Can you convert the records below into a JSON list of strings, one string per line, with blank lines and pictures left out?

------------------------------------------------

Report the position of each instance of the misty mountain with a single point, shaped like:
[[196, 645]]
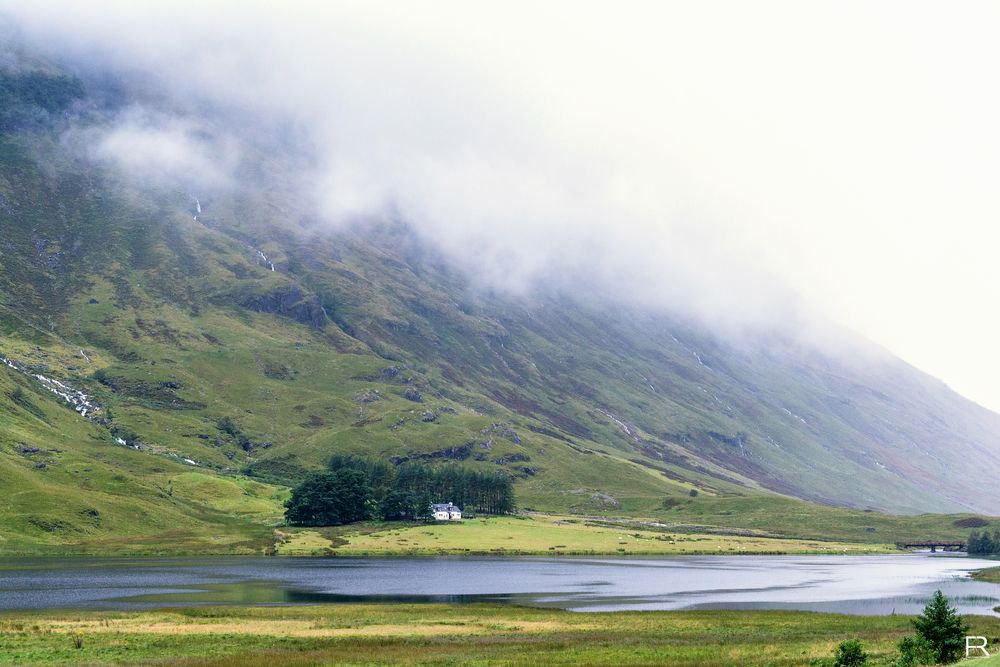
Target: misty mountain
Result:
[[181, 302]]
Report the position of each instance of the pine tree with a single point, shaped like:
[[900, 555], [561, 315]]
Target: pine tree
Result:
[[943, 628]]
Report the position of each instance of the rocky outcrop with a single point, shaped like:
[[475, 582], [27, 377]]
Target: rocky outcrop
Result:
[[289, 301]]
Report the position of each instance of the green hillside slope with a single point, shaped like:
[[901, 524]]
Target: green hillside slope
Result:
[[244, 343]]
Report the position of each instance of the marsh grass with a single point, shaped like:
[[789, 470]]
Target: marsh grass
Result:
[[442, 634]]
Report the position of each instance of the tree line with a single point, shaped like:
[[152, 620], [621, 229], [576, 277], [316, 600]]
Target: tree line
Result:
[[356, 488], [939, 640]]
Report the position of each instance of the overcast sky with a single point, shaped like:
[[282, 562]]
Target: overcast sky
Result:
[[725, 158]]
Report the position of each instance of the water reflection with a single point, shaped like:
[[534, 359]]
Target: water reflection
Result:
[[848, 584]]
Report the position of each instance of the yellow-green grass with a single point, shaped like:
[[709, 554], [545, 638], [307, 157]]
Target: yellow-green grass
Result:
[[440, 634], [540, 534], [991, 574]]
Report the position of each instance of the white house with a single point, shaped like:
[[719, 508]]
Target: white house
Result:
[[446, 512]]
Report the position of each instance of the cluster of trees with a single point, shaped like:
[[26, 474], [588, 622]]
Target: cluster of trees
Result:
[[939, 640], [984, 543], [357, 488]]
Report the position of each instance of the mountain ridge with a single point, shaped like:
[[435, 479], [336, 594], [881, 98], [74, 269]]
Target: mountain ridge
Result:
[[175, 313]]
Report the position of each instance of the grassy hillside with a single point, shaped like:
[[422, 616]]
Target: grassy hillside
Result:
[[235, 348]]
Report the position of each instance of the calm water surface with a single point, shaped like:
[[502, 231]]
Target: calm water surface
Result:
[[848, 584]]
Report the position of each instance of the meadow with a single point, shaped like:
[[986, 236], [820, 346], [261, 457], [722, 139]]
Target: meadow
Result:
[[539, 534], [362, 634]]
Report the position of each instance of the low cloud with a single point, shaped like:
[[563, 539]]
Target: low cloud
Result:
[[164, 150], [745, 164]]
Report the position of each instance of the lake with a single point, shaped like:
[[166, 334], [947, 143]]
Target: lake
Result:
[[868, 585]]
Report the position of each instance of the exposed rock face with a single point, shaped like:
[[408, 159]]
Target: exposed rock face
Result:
[[289, 301]]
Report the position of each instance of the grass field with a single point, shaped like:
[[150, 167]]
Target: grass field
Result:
[[539, 534], [441, 634]]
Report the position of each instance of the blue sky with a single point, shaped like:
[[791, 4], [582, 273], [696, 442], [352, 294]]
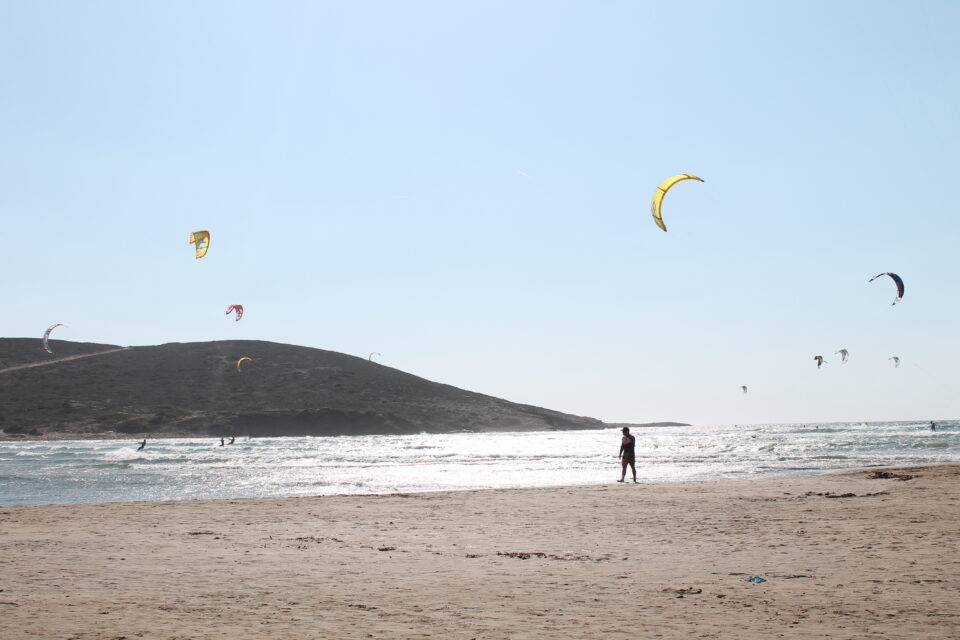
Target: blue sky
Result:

------------------------------------------------

Solution for this exercise:
[
  "Report the position of each instance of the misty mountain with a single point, shaped like:",
  "[[196, 645]]",
  "Target: misty mountain",
  "Result:",
  "[[181, 302]]",
  "Report the position of each instance of the pine tree with a single point, shaped like:",
  "[[900, 555], [561, 315]]",
  "Target: pine tree",
  "Result:",
  "[[943, 628]]",
  "Report the position of each instance of the rocky outcrop with a single point, shaped like:",
  "[[475, 582], [27, 377]]",
  "Target: rocky outcrop",
  "Result:",
  "[[289, 301]]",
  "Report the position of each instance of the green hillside slope with a single point, shaped like:",
  "[[901, 524]]",
  "Target: green hillside slope",
  "Result:",
  "[[244, 343]]",
  "Report the position of each instance of the marsh grass with a single point, shaped like:",
  "[[789, 470]]",
  "Target: marsh grass",
  "Result:",
  "[[442, 634]]",
  "Report the position of each instance of the tree line with a single point, shaped like:",
  "[[152, 620], [621, 229], [576, 277], [316, 600]]",
  "Target: tree line",
  "Result:",
  "[[356, 488], [939, 640]]",
  "Report the position of each instance of the overcast sky with a single point, shaped like:",
  "[[282, 562]]",
  "Target: overcast sky",
  "Result:",
  "[[725, 158]]",
  "Report the position of each instance of the water reflection with a single point, shaped like:",
  "[[534, 359]]",
  "Target: water reflection",
  "Result:",
  "[[848, 584]]",
  "Report the position of each instance of the yellow-green grass with a single point, shaped like:",
  "[[709, 554], [545, 638], [307, 157]]",
  "Target: yellow-green grass",
  "Result:",
  "[[440, 634], [540, 534], [991, 574]]",
  "Report the position of each instance of the white house with a single point, shaped like:",
  "[[719, 508]]",
  "Target: white house",
  "Result:",
  "[[446, 512]]",
  "Report the position of each instance of the cluster of trees with a single point, shaped like:",
  "[[26, 474], [588, 622]]",
  "Target: cluster of trees",
  "Result:",
  "[[939, 640], [984, 543], [357, 488]]",
  "Report the position of each instance of the mountain ridge with a single point, shaped like:",
  "[[435, 479], [336, 594], [881, 98], [74, 269]]",
  "Target: mountain ridge",
  "Result:",
  "[[175, 313]]",
  "Report the position of each instance of the grassy hillside with a single point, shaped like:",
  "[[422, 616]]",
  "Target: grassy hillside",
  "Result:",
  "[[235, 348]]",
  "Report the position of each instance of the calm water surface with a single point, shaped like:",
  "[[502, 231]]",
  "Target: calm water surface",
  "Result:",
  "[[848, 584]]",
  "Report the position of each instance of the meadow with a single point, shaped like:",
  "[[986, 236], [820, 346], [261, 457], [722, 139]]",
  "Target: meadow",
  "Result:",
  "[[539, 534], [362, 634]]",
  "Report the position of each instance of the low cloud with a single point, shaped like:",
  "[[563, 539]]",
  "Target: low cloud",
  "Result:",
  "[[164, 150], [745, 164]]",
  "Report the position of each instance of the lake with a single point, shaped like:",
  "[[166, 334], [947, 143]]",
  "Target: lake",
  "Result:",
  "[[868, 585]]",
  "Report the position of each instance of the exposed rock face with a single point, shaped like:",
  "[[408, 159]]",
  "Target: exposed rock face",
  "Result:",
  "[[289, 301]]",
  "Report the position of each instance of the grass field with a single point, shaped like:",
  "[[150, 167]]",
  "Target: grass field",
  "Result:",
  "[[539, 534], [441, 634]]",
  "Report the position of each instance of the blue sky with a single point, shaped like:",
  "[[791, 4], [582, 273], [696, 442], [352, 294]]",
  "Target: blue sky",
  "Result:"
]